-- Problem statement --
Please identify each line below that contains the word "yucca" and copy those lines. Case counts.

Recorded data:
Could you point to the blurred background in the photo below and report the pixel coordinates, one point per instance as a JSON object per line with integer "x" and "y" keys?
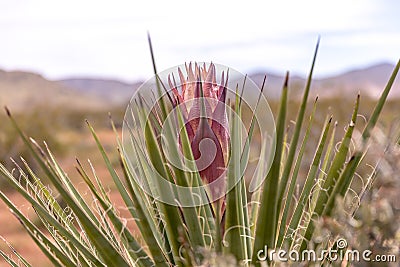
{"x": 62, "y": 62}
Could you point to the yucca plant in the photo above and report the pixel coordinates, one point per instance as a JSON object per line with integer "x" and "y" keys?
{"x": 169, "y": 168}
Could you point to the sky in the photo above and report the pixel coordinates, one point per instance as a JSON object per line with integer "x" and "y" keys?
{"x": 61, "y": 39}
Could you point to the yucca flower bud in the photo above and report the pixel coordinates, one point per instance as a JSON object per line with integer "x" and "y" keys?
{"x": 202, "y": 102}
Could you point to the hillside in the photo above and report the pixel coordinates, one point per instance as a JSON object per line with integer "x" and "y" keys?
{"x": 24, "y": 90}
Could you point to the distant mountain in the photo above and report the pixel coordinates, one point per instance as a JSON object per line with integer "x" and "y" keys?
{"x": 369, "y": 81}
{"x": 112, "y": 91}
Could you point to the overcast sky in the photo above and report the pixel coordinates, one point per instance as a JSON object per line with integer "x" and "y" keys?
{"x": 108, "y": 38}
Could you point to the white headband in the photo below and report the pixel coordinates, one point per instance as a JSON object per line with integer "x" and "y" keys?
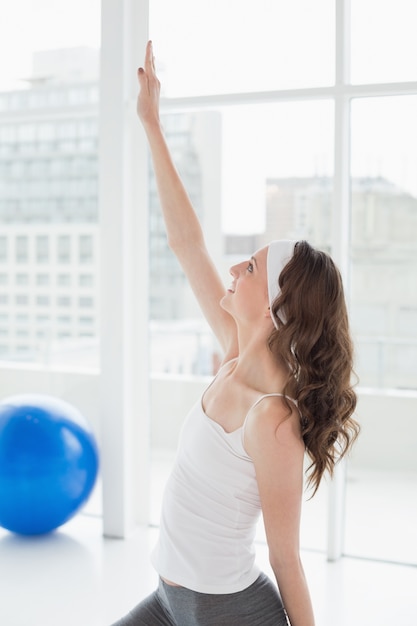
{"x": 279, "y": 253}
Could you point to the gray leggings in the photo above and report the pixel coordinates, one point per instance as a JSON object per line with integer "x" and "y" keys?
{"x": 258, "y": 605}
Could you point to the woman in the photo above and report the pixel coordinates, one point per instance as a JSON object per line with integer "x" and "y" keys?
{"x": 283, "y": 389}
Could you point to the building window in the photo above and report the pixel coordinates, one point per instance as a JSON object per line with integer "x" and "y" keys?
{"x": 85, "y": 280}
{"x": 22, "y": 249}
{"x": 42, "y": 279}
{"x": 86, "y": 248}
{"x": 42, "y": 300}
{"x": 42, "y": 248}
{"x": 22, "y": 279}
{"x": 64, "y": 248}
{"x": 64, "y": 280}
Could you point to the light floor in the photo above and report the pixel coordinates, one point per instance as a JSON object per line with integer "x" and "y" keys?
{"x": 75, "y": 576}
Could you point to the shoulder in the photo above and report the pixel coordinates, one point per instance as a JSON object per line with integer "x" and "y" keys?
{"x": 273, "y": 425}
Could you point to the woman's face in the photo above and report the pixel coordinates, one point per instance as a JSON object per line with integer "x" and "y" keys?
{"x": 247, "y": 296}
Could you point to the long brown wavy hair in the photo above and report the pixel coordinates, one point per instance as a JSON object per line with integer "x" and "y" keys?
{"x": 314, "y": 342}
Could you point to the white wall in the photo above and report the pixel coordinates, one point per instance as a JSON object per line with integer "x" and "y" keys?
{"x": 388, "y": 418}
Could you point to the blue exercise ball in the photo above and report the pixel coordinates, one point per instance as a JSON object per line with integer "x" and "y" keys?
{"x": 48, "y": 463}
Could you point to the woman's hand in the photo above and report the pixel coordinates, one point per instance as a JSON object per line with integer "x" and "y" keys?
{"x": 148, "y": 98}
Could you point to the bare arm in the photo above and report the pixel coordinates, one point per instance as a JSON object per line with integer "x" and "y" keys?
{"x": 185, "y": 236}
{"x": 273, "y": 442}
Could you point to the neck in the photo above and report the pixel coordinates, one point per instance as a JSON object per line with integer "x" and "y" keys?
{"x": 256, "y": 363}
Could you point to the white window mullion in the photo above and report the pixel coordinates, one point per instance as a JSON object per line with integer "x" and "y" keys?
{"x": 124, "y": 389}
{"x": 340, "y": 241}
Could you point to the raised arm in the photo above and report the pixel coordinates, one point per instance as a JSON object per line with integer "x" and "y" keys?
{"x": 185, "y": 236}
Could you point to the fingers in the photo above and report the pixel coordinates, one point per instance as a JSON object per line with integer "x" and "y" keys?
{"x": 149, "y": 58}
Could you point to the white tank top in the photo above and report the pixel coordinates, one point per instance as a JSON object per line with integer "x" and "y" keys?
{"x": 210, "y": 510}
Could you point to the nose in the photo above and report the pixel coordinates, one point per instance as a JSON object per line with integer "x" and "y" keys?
{"x": 234, "y": 270}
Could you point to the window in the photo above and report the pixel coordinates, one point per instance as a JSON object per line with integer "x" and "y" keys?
{"x": 64, "y": 248}
{"x": 86, "y": 248}
{"x": 42, "y": 248}
{"x": 22, "y": 249}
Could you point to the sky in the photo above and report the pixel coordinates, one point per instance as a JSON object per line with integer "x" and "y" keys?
{"x": 225, "y": 45}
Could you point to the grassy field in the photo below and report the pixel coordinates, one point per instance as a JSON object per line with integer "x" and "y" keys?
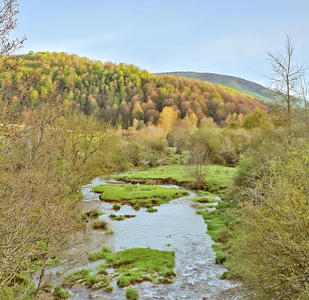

-- Solution for this exercise --
Could you point to the yucca plant in the photo above and report the pixel coordinates, one point per instance as a JSON object per line with integer "x" and "y" keys?
Could you point to the yucca flower bud in the photo above and report the pixel coordinates, one point per instance as a JSON object per line with integer "x" and "y" keys?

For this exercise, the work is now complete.